● **Written exercise**
From the records below, reproduce the part that opens with the line containing "handle in this scene, what would it be?" and closes with the line containing "[52,32,324,207]", replacing "silver sedan" with "gray sedan" and leaving everything else unchanged.

============

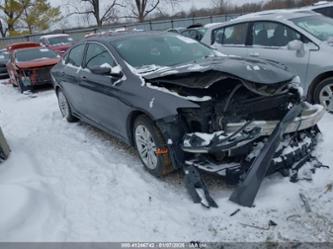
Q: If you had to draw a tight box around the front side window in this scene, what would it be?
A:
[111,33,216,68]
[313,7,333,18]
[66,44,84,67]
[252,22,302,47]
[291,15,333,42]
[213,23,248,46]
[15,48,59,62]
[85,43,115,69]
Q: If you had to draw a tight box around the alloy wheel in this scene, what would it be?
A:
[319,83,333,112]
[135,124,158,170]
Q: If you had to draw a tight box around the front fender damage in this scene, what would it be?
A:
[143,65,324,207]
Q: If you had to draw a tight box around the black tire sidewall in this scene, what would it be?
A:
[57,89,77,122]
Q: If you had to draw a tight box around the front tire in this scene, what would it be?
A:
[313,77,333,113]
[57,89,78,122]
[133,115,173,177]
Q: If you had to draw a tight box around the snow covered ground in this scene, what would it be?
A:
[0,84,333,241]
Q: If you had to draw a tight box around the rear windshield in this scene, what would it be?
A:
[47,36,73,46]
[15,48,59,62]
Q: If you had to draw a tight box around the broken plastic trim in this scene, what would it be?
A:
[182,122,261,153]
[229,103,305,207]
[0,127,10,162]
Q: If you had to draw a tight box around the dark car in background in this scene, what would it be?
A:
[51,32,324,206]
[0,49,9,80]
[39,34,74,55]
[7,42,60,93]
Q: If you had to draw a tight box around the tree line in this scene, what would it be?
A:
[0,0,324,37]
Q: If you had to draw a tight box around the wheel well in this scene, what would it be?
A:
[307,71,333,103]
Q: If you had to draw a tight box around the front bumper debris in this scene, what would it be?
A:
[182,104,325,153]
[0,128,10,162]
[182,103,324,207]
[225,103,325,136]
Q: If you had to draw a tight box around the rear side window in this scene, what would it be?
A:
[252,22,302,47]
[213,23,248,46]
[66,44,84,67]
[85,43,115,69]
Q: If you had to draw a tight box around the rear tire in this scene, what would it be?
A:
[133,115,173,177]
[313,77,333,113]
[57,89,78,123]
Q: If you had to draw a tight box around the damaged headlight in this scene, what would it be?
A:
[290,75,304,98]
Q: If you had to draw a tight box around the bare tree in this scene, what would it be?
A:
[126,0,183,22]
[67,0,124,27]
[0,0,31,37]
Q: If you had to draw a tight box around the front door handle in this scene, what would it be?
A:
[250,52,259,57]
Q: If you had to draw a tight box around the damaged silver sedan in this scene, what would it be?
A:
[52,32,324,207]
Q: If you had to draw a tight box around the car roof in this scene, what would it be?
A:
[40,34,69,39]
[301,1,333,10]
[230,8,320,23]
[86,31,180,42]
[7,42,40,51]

============

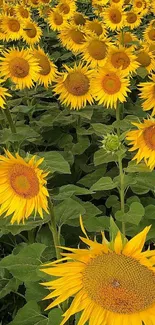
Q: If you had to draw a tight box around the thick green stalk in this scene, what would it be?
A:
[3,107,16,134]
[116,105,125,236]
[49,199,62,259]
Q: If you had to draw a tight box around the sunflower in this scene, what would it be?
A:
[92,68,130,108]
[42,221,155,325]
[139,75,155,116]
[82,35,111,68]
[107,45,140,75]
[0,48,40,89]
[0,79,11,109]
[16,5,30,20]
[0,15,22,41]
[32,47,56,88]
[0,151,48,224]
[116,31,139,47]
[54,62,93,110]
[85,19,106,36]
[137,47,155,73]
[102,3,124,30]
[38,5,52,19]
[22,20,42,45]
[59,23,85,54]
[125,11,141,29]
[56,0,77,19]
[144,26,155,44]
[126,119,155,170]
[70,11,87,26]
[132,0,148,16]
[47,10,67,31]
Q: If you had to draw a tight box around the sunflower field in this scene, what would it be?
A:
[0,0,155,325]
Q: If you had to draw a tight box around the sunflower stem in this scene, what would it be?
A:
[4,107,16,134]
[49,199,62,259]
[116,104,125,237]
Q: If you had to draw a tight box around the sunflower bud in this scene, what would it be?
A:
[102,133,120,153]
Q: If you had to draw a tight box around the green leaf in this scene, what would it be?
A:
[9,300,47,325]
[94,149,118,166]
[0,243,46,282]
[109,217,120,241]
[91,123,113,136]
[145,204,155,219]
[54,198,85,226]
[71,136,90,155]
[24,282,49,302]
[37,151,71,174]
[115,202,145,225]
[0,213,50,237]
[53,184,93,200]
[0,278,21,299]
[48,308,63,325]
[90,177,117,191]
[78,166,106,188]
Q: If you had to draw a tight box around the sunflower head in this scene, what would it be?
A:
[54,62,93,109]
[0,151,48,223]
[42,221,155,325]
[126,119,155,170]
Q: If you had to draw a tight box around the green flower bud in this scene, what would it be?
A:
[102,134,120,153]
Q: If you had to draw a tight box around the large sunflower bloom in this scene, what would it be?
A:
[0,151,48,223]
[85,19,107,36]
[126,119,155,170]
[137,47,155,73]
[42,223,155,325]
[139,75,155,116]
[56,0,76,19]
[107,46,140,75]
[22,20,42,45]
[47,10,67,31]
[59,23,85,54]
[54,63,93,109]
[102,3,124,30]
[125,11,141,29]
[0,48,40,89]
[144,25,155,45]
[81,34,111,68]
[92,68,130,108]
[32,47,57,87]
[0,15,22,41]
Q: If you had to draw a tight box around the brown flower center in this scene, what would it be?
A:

============

● **Completed task**
Q: If you had to draw a tight box around the front door handle in this scene, what would it be?
A:
[250,52,259,57]
Q: If you had to draw a tight box around the damaged gray sedan in this scene, what would it be?
A:
[52,32,324,207]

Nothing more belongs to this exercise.